→ Estratto della fonte:
Vengono Superiore (Italia, Va), Santo Natale 1974
Carissimi,
esattamente sei anni fa, cominciava il periodo più bello della mia vita missionaria, giù nel cuore dell’Africa; proprio il 12 dicembre del 1968. E l’anno scorso, 1973, ancora alla stessa data, lasciavo Mabayi, con gli occhi umidi e il cuore che soffriva.
Adesso che ci penso, resto sorpreso e meravigliato del lungo cammino che in questi anni ho percorso, accompagnato da voi che, con tanta amicizia, avete sostenuto la mia stessa causa.
Questo è un momento importante per il GAM ’12.
Il lungo silenzio da Pasqua a Natale, è un vuoto durante il quale mi sono domandato spesso se lasciare andare ognuno per la sua strada, a fare il bene che crede in santa pace … Vedevo in giro troppi bollettini, e mi disturbava l’idea di farne circolare anch’io uno in più. Ma poi ho ragionato seriamente: «II nostro GAM ’12 è un patto fra amici. La nostra lettera deve tener viva questa amicizia e l’interesse che abbiamo in comune per la causa delle missioni …».
Aspettavo dal mio lavoro alcune indicazioni importanti che hanno tardato a manifestarsi. Adesso mi pare che possiamo riprendere il cammino con decisione.
* * *
Un «GAM ’12» più aperto a tutti
Sulla mia scrivania si sono ammucchiate molte lettere che arrivano dall’Africa e dall’America Latina. E talvolta le richieste di aiuto sono così gravi e urgenti che non posso lasciarle cadere inascoltate. Avrei anche potuto dire: «Beh! lasciamo andare; ci pensi qualcun altro, io ho già tanto da fare!». Ma non sono stato capace.

→ Obiettivi:
1. Restituisci senza alcuna modifica il passo della lettera di Natale che va da "Aspettavo dal mio" fino a "sono stato capace." compreso.
2. Secondo la lettera di Natale, in quale data cominciò il periodo più bello della vita missionaria di chi scrive?
3. Per favore, scrivi il seguito della lettera di Natale a partire dall'ultima frase riportata.
Il materiale non serve per svolgere i compiti.

Record tratti da una raccolta

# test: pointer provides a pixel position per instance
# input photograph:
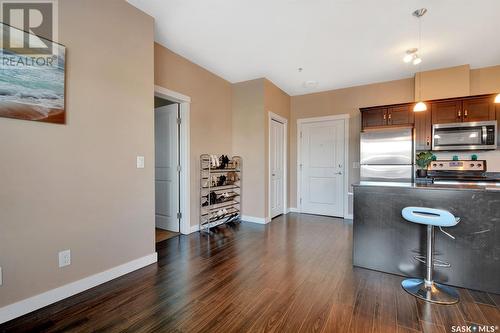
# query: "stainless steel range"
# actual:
(461, 171)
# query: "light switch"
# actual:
(140, 162)
(64, 258)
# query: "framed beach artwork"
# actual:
(32, 84)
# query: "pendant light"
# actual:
(420, 106)
(497, 99)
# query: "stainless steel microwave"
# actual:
(481, 135)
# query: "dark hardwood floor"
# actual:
(291, 275)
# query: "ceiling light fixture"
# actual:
(420, 106)
(410, 55)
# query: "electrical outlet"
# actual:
(64, 258)
(140, 162)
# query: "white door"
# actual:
(166, 174)
(277, 150)
(322, 168)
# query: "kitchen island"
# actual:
(384, 241)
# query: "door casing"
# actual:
(300, 122)
(273, 116)
(185, 184)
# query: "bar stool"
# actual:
(427, 289)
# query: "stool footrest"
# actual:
(436, 262)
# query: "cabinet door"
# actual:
(423, 130)
(400, 115)
(446, 112)
(479, 109)
(374, 117)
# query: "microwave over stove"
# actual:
(481, 135)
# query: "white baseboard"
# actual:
(252, 219)
(39, 301)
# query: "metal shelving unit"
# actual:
(224, 205)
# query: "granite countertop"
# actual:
(483, 186)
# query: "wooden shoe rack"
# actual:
(220, 190)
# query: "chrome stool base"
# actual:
(435, 293)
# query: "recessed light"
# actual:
(311, 84)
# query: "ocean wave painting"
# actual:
(32, 87)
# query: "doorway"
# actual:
(172, 193)
(167, 175)
(277, 165)
(322, 173)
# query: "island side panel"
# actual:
(384, 241)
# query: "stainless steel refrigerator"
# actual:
(387, 155)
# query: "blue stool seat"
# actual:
(430, 216)
(426, 288)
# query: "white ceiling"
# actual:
(338, 43)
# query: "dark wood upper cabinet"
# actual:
(374, 117)
(423, 130)
(400, 115)
(478, 109)
(452, 110)
(446, 112)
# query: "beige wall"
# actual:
(278, 102)
(485, 80)
(343, 101)
(76, 186)
(249, 143)
(252, 101)
(443, 83)
(210, 113)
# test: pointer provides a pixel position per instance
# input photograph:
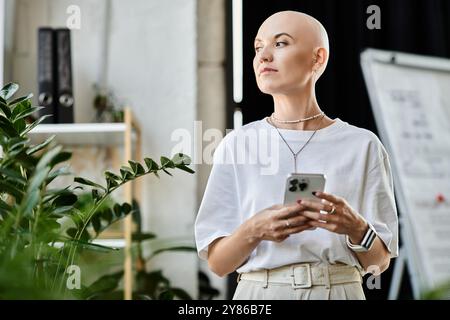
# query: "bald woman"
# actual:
(309, 249)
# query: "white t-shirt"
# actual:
(249, 172)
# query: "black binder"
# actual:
(46, 74)
(63, 86)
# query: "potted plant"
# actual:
(43, 231)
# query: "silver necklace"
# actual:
(272, 117)
(295, 154)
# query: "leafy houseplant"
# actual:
(36, 245)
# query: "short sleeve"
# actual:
(379, 206)
(218, 214)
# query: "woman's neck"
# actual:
(289, 107)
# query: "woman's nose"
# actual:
(265, 55)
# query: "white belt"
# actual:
(304, 275)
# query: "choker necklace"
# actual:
(272, 117)
(295, 154)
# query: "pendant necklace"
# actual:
(295, 154)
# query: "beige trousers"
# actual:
(301, 282)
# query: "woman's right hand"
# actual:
(278, 222)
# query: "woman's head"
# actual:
(291, 51)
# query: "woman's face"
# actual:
(284, 59)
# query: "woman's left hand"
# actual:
(343, 220)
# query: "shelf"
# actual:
(81, 133)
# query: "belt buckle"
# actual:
(305, 271)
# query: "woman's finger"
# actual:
(289, 211)
(315, 205)
(330, 197)
(314, 215)
(324, 225)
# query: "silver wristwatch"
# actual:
(366, 243)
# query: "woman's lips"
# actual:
(267, 71)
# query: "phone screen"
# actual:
(301, 186)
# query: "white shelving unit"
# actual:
(126, 135)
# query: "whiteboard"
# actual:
(410, 98)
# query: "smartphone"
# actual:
(301, 186)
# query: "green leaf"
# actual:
(166, 295)
(29, 202)
(151, 165)
(105, 283)
(107, 215)
(34, 124)
(181, 158)
(5, 109)
(93, 246)
(88, 183)
(143, 236)
(140, 169)
(167, 163)
(96, 224)
(5, 206)
(72, 232)
(126, 173)
(11, 189)
(136, 167)
(126, 208)
(110, 183)
(7, 127)
(184, 168)
(61, 211)
(41, 146)
(8, 90)
(133, 165)
(111, 175)
(20, 107)
(38, 178)
(11, 175)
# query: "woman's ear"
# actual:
(320, 57)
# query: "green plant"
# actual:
(43, 230)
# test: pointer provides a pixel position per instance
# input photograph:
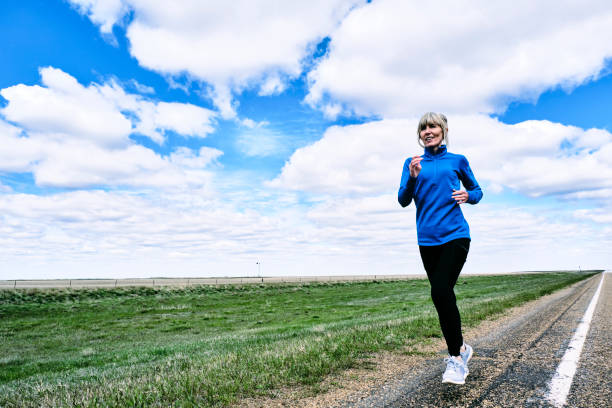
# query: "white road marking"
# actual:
(559, 385)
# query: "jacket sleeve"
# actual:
(469, 182)
(406, 191)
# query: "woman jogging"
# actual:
(432, 182)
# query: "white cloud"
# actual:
(104, 13)
(64, 107)
(69, 135)
(229, 45)
(261, 141)
(396, 58)
(534, 158)
(362, 159)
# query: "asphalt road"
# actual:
(513, 366)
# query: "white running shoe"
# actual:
(455, 372)
(466, 356)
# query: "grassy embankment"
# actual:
(210, 346)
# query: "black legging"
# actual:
(443, 264)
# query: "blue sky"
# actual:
(199, 140)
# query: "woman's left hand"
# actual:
(460, 196)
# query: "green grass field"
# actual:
(211, 346)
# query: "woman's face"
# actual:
(432, 135)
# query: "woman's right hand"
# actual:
(415, 166)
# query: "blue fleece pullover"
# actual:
(439, 218)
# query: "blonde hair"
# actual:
(432, 118)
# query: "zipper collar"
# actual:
(430, 153)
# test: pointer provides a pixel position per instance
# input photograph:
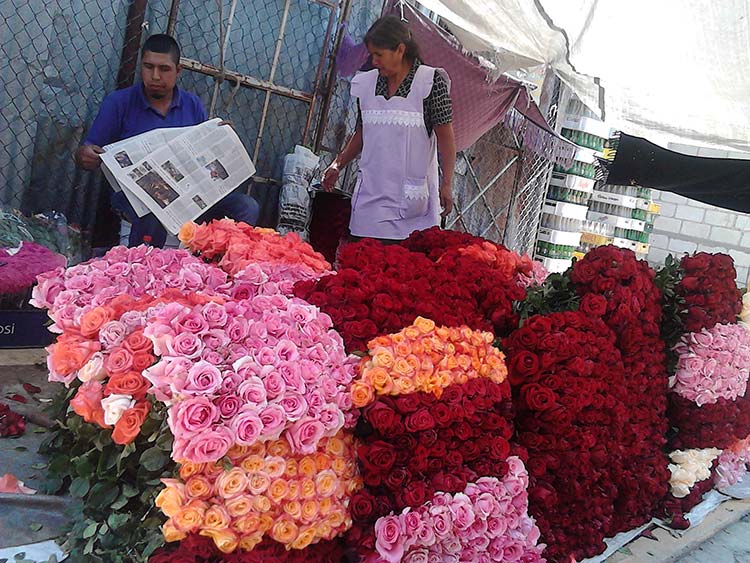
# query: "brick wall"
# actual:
(690, 226)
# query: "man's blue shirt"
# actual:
(126, 113)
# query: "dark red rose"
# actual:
(538, 398)
(419, 421)
(363, 506)
(381, 417)
(378, 456)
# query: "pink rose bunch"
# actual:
(18, 270)
(713, 364)
(733, 464)
(488, 522)
(249, 371)
(297, 500)
(140, 271)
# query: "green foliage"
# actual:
(117, 485)
(556, 294)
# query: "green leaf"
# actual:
(79, 487)
(153, 459)
(90, 531)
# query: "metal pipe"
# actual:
(245, 80)
(484, 190)
(172, 22)
(131, 44)
(274, 64)
(319, 75)
(331, 77)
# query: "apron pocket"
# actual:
(416, 198)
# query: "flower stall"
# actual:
(440, 399)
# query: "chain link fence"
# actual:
(266, 65)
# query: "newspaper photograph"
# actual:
(178, 176)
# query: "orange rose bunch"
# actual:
(238, 245)
(427, 358)
(265, 490)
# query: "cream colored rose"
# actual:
(114, 406)
(93, 370)
(688, 468)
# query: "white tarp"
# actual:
(669, 70)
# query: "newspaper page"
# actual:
(178, 178)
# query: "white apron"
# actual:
(397, 191)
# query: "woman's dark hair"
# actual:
(388, 33)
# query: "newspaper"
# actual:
(178, 173)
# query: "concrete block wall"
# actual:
(687, 226)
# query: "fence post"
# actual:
(131, 44)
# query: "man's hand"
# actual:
(330, 176)
(87, 157)
(446, 198)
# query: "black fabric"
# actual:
(722, 182)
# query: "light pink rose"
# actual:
(215, 315)
(202, 379)
(228, 405)
(390, 539)
(304, 436)
(192, 415)
(247, 426)
(253, 391)
(294, 405)
(273, 418)
(204, 447)
(185, 344)
(119, 361)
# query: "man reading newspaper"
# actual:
(156, 103)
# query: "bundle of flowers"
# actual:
(238, 245)
(436, 416)
(379, 289)
(330, 223)
(714, 425)
(140, 271)
(19, 269)
(620, 289)
(295, 499)
(733, 464)
(12, 424)
(709, 290)
(692, 476)
(167, 356)
(453, 278)
(488, 521)
(248, 371)
(712, 364)
(568, 386)
(201, 549)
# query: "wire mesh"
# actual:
(59, 58)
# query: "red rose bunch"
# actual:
(201, 549)
(716, 425)
(12, 424)
(709, 289)
(330, 223)
(620, 289)
(568, 386)
(379, 289)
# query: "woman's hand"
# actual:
(446, 198)
(331, 176)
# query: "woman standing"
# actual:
(405, 120)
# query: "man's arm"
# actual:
(104, 130)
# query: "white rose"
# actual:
(93, 370)
(114, 406)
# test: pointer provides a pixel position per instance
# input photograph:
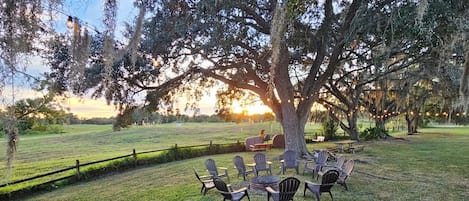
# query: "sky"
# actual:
(91, 12)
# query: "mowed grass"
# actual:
(429, 166)
(38, 154)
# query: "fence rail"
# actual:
(78, 165)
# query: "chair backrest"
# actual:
(340, 161)
(320, 138)
(322, 157)
(348, 168)
(221, 186)
(290, 158)
(239, 164)
(211, 167)
(267, 137)
(287, 188)
(197, 175)
(251, 141)
(328, 180)
(260, 160)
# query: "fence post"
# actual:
(77, 165)
(134, 154)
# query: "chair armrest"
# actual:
(240, 190)
(311, 183)
(205, 177)
(271, 190)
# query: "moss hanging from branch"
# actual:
(110, 18)
(464, 89)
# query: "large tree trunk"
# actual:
(292, 123)
(352, 129)
(412, 123)
(293, 128)
(380, 123)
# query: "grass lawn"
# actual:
(428, 166)
(38, 154)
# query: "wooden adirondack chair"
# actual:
(289, 161)
(345, 173)
(228, 194)
(262, 164)
(206, 181)
(287, 189)
(327, 182)
(241, 167)
(213, 169)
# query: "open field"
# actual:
(39, 154)
(428, 166)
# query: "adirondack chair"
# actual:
(327, 182)
(213, 170)
(286, 190)
(206, 181)
(262, 164)
(241, 167)
(320, 162)
(345, 173)
(228, 194)
(289, 161)
(338, 165)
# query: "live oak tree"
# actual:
(282, 52)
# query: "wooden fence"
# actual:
(132, 155)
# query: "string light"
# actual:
(70, 22)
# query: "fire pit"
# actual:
(261, 182)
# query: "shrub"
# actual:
(373, 133)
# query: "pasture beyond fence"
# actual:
(128, 161)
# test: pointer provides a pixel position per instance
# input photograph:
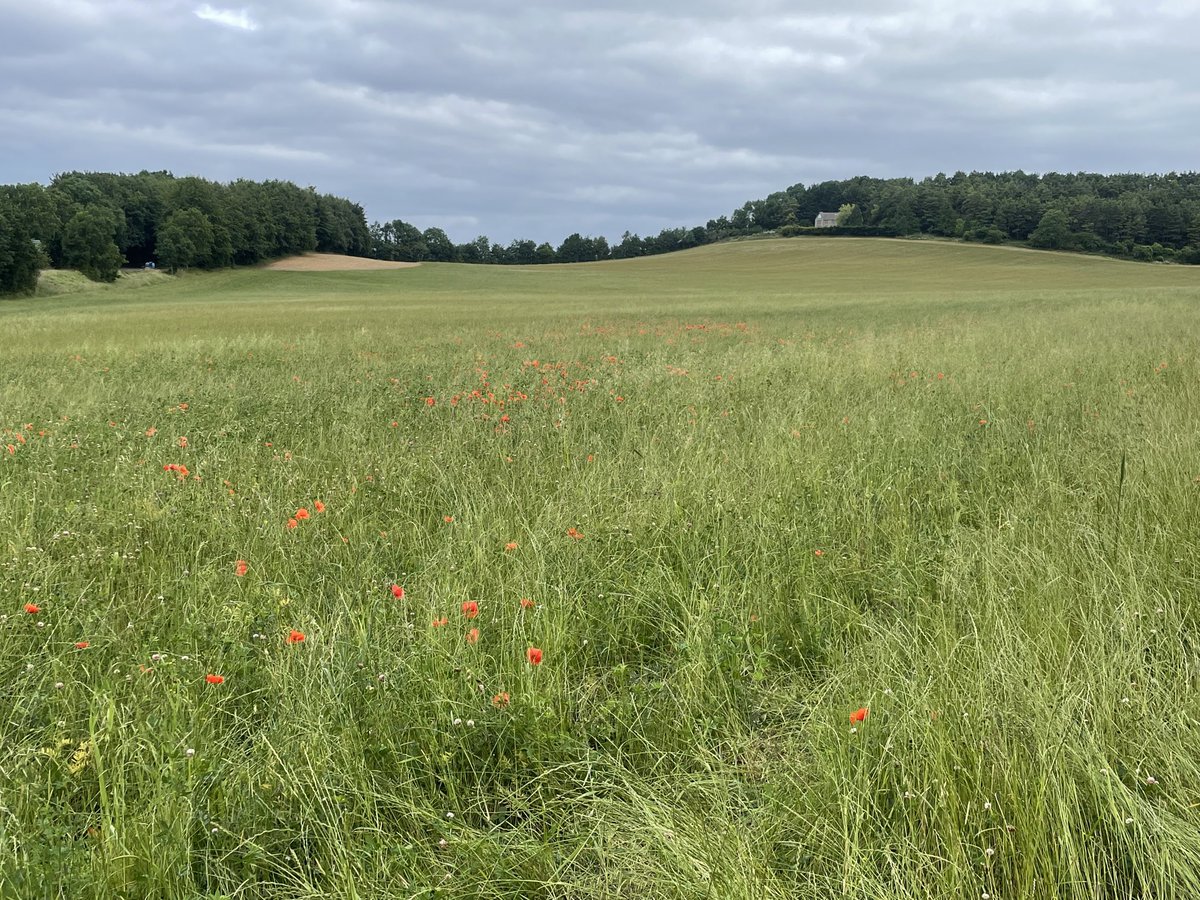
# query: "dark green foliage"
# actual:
(89, 241)
(186, 239)
(99, 221)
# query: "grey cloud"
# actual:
(533, 120)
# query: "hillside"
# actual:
(766, 570)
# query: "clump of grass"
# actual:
(732, 497)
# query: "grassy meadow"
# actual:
(661, 529)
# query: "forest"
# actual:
(100, 222)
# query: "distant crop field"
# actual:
(780, 569)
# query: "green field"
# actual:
(744, 492)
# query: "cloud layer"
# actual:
(535, 120)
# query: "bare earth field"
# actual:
(331, 263)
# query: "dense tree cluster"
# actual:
(97, 222)
(1137, 216)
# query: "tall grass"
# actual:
(745, 491)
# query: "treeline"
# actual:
(97, 222)
(1149, 217)
(399, 240)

→ Risposte ai compiti:
1.
Aspettavo dal mio lavoro alcune indicazioni importanti che hanno tardato a manifestarsi. Adesso mi pare che possiamo riprendere il cammino con decisione.
* * *
Un «GAM ’12» più aperto a tutti
Sulla mia scrivania si sono ammucchiate molte lettere che arrivano dall’Africa e dall’America Latina. E talvolta le richieste di aiuto sono così gravi e urgenti che non posso lasciarle cadere inascoltate. Avrei anche potuto dire: «Beh! lasciamo andare; ci pensi qualcun altro, io ho già tanto da fare!». Ma non sono stato capace.

2. Il 12 dicembre 1968.

3.
Il nostro GAM è nato per questo; rendere concreta questa volontà di «fare qualcosa di bello» che molte persone si sentono dentro; tenerla viva con un contatto diretto con la Missione e una testimonianza autentica; farne vedere i risultati; tutto in modo semplice e amichevole.
So bene che molti di voi sono decisi a continuare; quello che hanno fatto in questi sei anni passati non vogliono che rimanga una parentesi bella, ma chiusa. Aspettano solo il segnale, come eravamo d’accordo.
Forza dunque! Come siete stati fraternamente vicini a me quando ero a Mabayi, così, insieme, possiamo continuare ad aiutare altri nostri amici in difficoltà.
Invece di una missione sola ne aiuteremo molte altre.
Invece di un amico missionario ne avremo molti.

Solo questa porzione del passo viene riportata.